━━━ BRONTEKST

In dit nieuwsbericht lichten we de eisen uit de richtsnoeren nader toe.

Voor wie gelden de richtsnoeren?

De richtsnoeren gelden voor alle publicitaire mededelingen die zijn gericht op beleggers of potentiële beleggers in beleggingsinstellingen. Dit betreft zowel icbe’s als beleggingsinstellingen onder de AIFMD waaronder speciale soorten als EuVECA’s, EuSEF’s, ELTIF’s en geldmarktfondsen (MMF’s). Daarnaast is het goed om te vermelden dat de richtsnoeren ook gelden voor de beleggingsinstellingen die (uitsluitend) aan professionele beleggers worden aangeboden.

De eisen uit de verordening en de richtsnoeren zijn niet van toepassing op beheerders van beleggingsinstellingen onder het AIFMD-light regime.

Doel van de nieuwe regels

Dit nieuwe regelgevingskader beoogt de beleggersbescherming te verbeteren, onder andere door vereisten te stellen aan publicitaire mededelingen (ook wel ‘marketinguitingen’ of ‘reclame-uitingen’). Zo moeten marketing uitingen als zodanig herkenbaar zijn en moeten de risico’s en de voordelen van het aankopen van deelnemingsrechten in een beleggingsinstelling op even opvallende wijze worden beschreven. Ook moet al deze aan beleggers gerichte informatie op een correcte, duidelijke en niet-misleidende wijze worden gepresenteerd.

━━━━━━
━━━ GEGEVENS

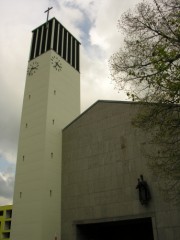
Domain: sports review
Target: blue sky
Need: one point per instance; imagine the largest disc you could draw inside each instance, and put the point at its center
(93, 23)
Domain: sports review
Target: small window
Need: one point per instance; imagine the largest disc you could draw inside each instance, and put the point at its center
(50, 193)
(7, 225)
(8, 213)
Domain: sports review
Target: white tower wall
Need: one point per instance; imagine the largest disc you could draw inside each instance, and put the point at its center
(51, 101)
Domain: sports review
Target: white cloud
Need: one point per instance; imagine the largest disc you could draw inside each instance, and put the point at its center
(93, 22)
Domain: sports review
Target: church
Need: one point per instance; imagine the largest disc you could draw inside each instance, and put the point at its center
(81, 176)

━━━━━━

▸ UIT TE VOEREN
Voor welke beheerders gelden de eisen uit de verordening en de richtsnoeren volgens de brontekst niet? Baseer je uitsluitend op de brontekst.

▸ OPLOSSING
Voor beheerders van beleggingsinstellingen onder het AIFMD-light regime.